**Text block**
= = = = =

Qin
Hyperbaric oxygen therapy improved cognitive and motor function in patients with delayed encephalopathy after acute carbon monoxide poisoning
Clinical bottom line
1.HBOT resulted in a clinically importnat improvement in ADL
2. HBOT made a small improvement in cognitive function measures
Citation: Qin L, Meihua C, Dadong G, Li W, Jinglin W, Xiaoyu D, Mingjun B, Yong Z. Efficacy of Combined Xing Zhi-Yi Nao granules and Hyperbaric Oxygen Therapy for Cognition and Motor Dysfunction in Patients with Delayed Encephalopathy after Acute Carbon Monoxide Poisoning. Evidence-based Complementary and Alternative Medicine 2017; Article ID 1323297:1-6.
Lead author’s name and Email: L. Qin : liqin701015@163.com
Three-part clinical question (patients, intervention, outcome): In patients with delayed encephalopathy after acute COP, does the addition of hyperbaric oxygen therapy, compared to standard treatment alone, result in improved cognition and motor function?
Search terms: Delayed encephalopathy, carbon monoxide, Chinese medicine
The study: Non-blinded non-concealed randomised controlled trial with intention-to-treat.
The study patients: Patients between 18-75 years old, diagnosed with symptoms of DEACMP, 2-60 days from carbon monoxide exposure and presenting bilateral demyelination lesions on brain MRI. Those with significant co-morbidities or failed completion of follow-up plans were excluded.
Control group: (N = 19; 19 analysed): Nasal oxygen inhalation, injections of cytidine diphosphate choline and vitamin B, and management of fluids, blood glucose and blood pressure.
Experimental group: (N = 24; 24 analysed): As above, but also receiving HBOT daily for two months.

= = = = =

**Requirement 1**
List the search terms given in the summary of hyperbaric oxygen therapy for delayed encephalopathy.
**Requirement 2**
Continue the summary of hyperbaric oxygen therapy for delayed encephalopathy after its description of the experimental group.

= = = = =

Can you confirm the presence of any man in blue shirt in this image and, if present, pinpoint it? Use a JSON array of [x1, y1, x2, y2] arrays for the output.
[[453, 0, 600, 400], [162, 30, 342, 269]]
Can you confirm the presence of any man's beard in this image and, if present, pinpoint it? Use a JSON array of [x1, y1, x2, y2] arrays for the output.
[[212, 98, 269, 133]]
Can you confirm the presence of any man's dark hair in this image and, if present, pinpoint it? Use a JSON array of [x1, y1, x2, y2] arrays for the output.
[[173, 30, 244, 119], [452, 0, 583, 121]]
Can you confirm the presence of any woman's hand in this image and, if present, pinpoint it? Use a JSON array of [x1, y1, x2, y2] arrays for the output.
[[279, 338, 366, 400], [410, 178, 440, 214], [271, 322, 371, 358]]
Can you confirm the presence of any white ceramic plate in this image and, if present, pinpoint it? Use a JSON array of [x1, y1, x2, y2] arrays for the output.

= = = = =

**Written response 1**
Delayed encephalopathy, carbon monoxide, Chinese medicine

**Written response 2**
The evidence
Measure |
Control Group |
HBOT Group |
Difference |
95% CI | ||
Mean |
SD |
Mean |
SD | |||
Activities of daily living scale at 2 months (0 worst to 100 best) |
23.0 |
6.1 |
60.5 |
8.1 |
37.5 |
33.0 to 42.0 |
'Montreal cognitive assessment scale'at 2 months (0 worst to 30 best) |
18.2 |
3.6 |
22.2 |
2.7 |
4.0 |
2.1 to 5.9 |
Mini mental state examination at 2 months (0 worst to 30 best) |
18.1 |
4.5 |
22.4 |
3.5 |
4.3 |
1.8 to 6.8 |
Comments
- Details regarding HBOT dose not given in the paper.
- No blinding or allocation concealment and no indication of how the participants were randomised. Significant risk of bias.
- MoCA and MMSE scores in the treatment arms overall modestly improved but remain indicative of problematic cognitive dysfunction. ADL improvement clinically significant.
- Follow-up period was limited to two months. No long-term conclusions can be drawn.
- The authors included a third treatment arm which assessed HBOT with daily traditional Chinese medicine XingZhi-YiNao granules that were uniquely formulated for this study. This performed better than both the control and HBOT groups.